(Stored items)

-------

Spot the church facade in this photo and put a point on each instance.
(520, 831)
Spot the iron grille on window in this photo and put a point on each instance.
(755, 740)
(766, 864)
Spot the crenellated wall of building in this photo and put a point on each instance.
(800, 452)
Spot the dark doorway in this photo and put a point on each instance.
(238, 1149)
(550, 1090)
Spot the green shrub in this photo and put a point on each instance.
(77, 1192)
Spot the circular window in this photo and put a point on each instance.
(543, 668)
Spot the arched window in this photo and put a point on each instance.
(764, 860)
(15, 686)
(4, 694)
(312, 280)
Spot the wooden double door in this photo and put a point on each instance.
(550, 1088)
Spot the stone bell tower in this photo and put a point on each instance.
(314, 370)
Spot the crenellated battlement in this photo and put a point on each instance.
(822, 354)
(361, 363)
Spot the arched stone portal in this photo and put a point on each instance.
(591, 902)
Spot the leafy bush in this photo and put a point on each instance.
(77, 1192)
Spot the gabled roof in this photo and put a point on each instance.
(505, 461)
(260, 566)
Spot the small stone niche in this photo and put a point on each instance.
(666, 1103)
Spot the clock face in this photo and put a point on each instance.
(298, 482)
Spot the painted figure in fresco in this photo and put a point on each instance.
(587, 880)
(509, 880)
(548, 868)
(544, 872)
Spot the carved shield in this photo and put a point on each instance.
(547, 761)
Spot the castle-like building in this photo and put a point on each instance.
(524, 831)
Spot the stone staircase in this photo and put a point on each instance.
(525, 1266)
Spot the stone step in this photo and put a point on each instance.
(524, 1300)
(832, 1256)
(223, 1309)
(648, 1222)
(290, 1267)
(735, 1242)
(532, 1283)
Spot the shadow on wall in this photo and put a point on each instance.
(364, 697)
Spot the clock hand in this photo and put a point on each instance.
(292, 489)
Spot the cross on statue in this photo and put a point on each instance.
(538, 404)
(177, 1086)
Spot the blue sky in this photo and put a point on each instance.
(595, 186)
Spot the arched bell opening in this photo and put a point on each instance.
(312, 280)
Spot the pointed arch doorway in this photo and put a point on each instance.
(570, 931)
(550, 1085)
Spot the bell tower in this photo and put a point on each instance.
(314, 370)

-------

▸ Short exercise:
Can you rewrite the data above, swapping every "put a point on" for "place a marker on" and keeping everything else the same?

▸ Exercise answer:
Spot the church facade in this photo and place a marker on each instance.
(520, 831)
Spot the iron grille on window in this photo and place a marker on each instance.
(755, 740)
(766, 864)
Spot the crenellated wall of building in this photo and place a marker on each instance.
(800, 452)
Spot the dark doorway in this photo and place a marker on each instance.
(238, 1149)
(550, 1090)
Spot the green shrub in this photo and place a marker on each instance.
(77, 1192)
Spot the circular window in this photo and place a marker on each instance.
(543, 668)
Spot the arched window in this photo and place a marker on each instance.
(764, 860)
(15, 686)
(4, 694)
(312, 280)
Spot the wooden double door in this photo and place a marker on each instance.
(550, 1088)
Spot the stone bell tower in this photo and place a marker on each instance.
(314, 370)
Spot the crenellated battlement in this photo and place a marker on each instance.
(822, 354)
(361, 363)
Spot the arched stone portal in this photo and place a marker on each instance.
(591, 902)
Spot the leafy bush in this photo and place a marker on each instance.
(77, 1192)
Spot the gabled roof in this photo and place a marker on each instance.
(505, 461)
(260, 566)
Spot the small stone niche in this photo and place a marker on each instance.
(666, 1103)
Spot the clock face in this photo and place a marker on each instance.
(298, 482)
Spot the painted figure in fresco in this photo and place a marker on each instance.
(587, 880)
(509, 880)
(548, 868)
(544, 872)
Spot the carved shield in this photo and place a marker on each instance.
(547, 761)
Spot the castle-like building in this photo and place a marker on each instance.
(524, 831)
Spot the stone staircase in this photo and place a marker on each instance.
(525, 1266)
Spot the stone step in this photo and place a marker on each instance.
(524, 1300)
(832, 1256)
(223, 1309)
(648, 1222)
(290, 1267)
(735, 1242)
(532, 1283)
Spot the shadow on wall in this photo and place a marker on each instance.
(364, 697)
Spot the clock hand in this photo and place a marker on each instance.
(292, 489)
Spot the cross on statue in this photo and place a marker on each instance.
(538, 404)
(177, 1086)
Spot the blue sky in this photo and place a marker on each instance.
(595, 186)
Spot the arched bell opening in this photo and place a marker on each instance.
(312, 280)
Spot the pointed arch doorway in this photo and place a marker on each instance.
(570, 931)
(550, 1085)
Spot the bell tower in this photo and place a marker on each instance.
(314, 370)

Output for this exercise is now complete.